(TASK DESCRIPTION) Pick out each line in the records below that contains the word "windshield" and copy those lines.

(RECORDS FOR THIS EXERCISE)

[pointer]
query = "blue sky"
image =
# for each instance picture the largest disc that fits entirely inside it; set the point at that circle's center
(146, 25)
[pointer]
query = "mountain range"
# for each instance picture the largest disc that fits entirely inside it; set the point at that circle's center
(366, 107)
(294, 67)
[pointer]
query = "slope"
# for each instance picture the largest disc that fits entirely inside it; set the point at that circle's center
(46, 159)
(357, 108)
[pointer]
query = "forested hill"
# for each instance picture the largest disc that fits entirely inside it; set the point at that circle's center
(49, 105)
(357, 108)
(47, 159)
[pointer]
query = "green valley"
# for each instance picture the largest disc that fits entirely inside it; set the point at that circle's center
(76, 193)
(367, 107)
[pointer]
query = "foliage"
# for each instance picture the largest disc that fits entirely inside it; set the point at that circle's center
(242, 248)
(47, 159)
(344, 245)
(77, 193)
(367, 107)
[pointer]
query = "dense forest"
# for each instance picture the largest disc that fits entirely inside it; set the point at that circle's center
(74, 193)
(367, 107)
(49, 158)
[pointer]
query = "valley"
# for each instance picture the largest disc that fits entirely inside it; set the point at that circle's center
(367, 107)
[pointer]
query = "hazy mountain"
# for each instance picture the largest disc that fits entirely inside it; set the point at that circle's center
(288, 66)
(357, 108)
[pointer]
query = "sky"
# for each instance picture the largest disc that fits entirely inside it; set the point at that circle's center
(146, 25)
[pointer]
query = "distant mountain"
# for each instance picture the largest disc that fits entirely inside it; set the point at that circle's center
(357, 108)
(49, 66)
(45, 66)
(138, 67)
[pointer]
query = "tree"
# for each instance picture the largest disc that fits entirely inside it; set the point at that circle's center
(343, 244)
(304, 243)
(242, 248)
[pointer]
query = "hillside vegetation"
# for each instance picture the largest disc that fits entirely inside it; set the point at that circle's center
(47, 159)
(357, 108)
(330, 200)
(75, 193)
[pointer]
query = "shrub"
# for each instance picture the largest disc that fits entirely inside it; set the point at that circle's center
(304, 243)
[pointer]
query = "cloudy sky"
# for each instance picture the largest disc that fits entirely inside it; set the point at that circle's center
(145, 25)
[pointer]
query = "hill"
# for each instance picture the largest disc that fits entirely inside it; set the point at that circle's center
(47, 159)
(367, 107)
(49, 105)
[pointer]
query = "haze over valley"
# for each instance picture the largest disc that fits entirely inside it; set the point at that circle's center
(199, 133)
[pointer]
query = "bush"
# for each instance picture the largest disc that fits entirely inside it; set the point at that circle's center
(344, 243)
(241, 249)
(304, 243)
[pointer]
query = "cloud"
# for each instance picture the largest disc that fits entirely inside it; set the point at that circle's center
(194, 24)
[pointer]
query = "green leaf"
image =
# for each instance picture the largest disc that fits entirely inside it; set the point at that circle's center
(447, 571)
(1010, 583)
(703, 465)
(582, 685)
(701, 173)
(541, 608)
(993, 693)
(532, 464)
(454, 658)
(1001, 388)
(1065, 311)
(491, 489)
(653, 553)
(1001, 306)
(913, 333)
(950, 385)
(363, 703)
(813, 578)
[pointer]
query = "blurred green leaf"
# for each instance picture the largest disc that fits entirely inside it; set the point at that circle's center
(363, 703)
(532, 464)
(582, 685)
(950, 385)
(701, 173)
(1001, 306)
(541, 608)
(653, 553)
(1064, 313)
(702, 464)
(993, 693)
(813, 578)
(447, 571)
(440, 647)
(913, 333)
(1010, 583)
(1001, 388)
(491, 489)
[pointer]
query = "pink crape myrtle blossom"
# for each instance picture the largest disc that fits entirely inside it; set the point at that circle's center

...

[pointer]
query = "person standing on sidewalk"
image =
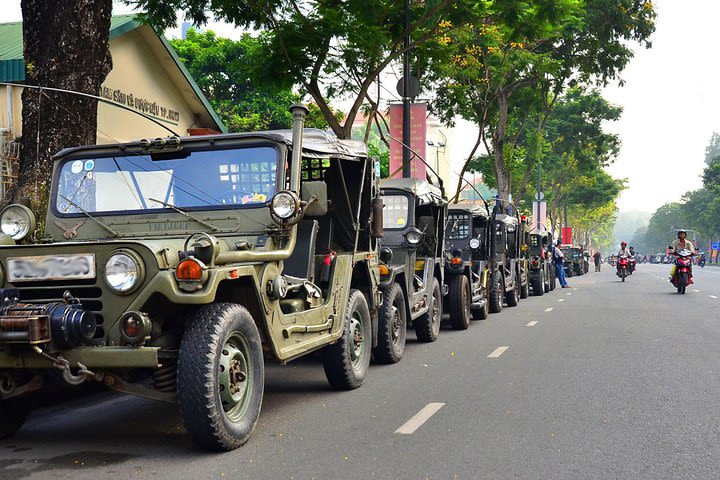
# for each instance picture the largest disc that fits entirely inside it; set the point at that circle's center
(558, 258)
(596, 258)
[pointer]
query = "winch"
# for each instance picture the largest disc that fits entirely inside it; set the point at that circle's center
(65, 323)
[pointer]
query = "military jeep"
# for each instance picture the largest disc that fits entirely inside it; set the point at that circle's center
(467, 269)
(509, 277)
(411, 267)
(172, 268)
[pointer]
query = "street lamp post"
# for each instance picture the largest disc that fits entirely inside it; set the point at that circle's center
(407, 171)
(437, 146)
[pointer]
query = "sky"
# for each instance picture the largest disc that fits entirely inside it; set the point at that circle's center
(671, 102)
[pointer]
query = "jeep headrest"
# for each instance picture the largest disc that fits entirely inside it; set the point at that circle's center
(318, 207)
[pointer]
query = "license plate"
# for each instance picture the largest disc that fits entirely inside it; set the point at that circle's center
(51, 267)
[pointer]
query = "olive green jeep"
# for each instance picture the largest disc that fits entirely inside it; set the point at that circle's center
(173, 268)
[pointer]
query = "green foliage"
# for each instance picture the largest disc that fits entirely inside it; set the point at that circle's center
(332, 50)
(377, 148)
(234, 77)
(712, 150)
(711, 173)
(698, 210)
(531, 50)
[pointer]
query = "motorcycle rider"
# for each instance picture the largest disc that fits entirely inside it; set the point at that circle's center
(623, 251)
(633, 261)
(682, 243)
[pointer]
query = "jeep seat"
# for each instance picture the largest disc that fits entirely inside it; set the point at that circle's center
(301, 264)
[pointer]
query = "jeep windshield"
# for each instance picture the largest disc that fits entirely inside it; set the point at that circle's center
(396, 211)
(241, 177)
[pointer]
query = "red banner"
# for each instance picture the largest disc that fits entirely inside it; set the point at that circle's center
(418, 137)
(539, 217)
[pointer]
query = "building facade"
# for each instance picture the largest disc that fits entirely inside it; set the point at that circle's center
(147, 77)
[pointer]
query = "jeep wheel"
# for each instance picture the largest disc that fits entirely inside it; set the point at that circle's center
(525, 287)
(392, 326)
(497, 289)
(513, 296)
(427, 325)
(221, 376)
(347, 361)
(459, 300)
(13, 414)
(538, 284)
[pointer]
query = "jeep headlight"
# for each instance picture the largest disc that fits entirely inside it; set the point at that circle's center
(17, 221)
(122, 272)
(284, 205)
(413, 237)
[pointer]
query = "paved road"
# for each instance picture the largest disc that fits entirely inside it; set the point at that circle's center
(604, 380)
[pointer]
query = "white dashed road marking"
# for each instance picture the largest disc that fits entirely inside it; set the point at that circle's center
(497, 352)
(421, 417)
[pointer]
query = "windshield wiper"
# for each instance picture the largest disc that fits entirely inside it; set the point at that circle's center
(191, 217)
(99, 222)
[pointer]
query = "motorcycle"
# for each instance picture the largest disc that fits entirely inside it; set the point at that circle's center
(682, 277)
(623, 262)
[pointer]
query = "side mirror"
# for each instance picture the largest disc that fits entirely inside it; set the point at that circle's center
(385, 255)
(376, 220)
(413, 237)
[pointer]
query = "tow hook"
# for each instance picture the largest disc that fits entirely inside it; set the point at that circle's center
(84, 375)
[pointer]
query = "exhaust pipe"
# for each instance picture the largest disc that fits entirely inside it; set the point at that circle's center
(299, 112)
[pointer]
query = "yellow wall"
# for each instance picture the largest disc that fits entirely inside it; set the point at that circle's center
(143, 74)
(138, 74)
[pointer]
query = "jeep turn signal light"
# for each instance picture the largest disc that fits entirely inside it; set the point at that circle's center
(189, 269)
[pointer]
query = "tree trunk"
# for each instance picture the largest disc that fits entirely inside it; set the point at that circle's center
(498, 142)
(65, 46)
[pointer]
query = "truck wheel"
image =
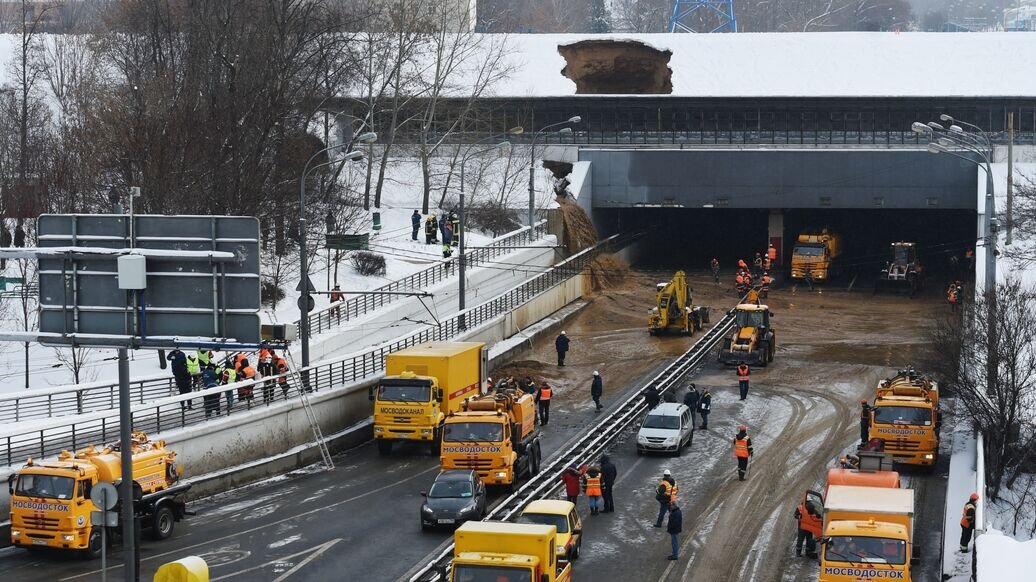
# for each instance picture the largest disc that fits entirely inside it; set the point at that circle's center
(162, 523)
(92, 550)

(COMPLETE OUTPUT)
query = "jeep windshield"
query = "windshield wiper"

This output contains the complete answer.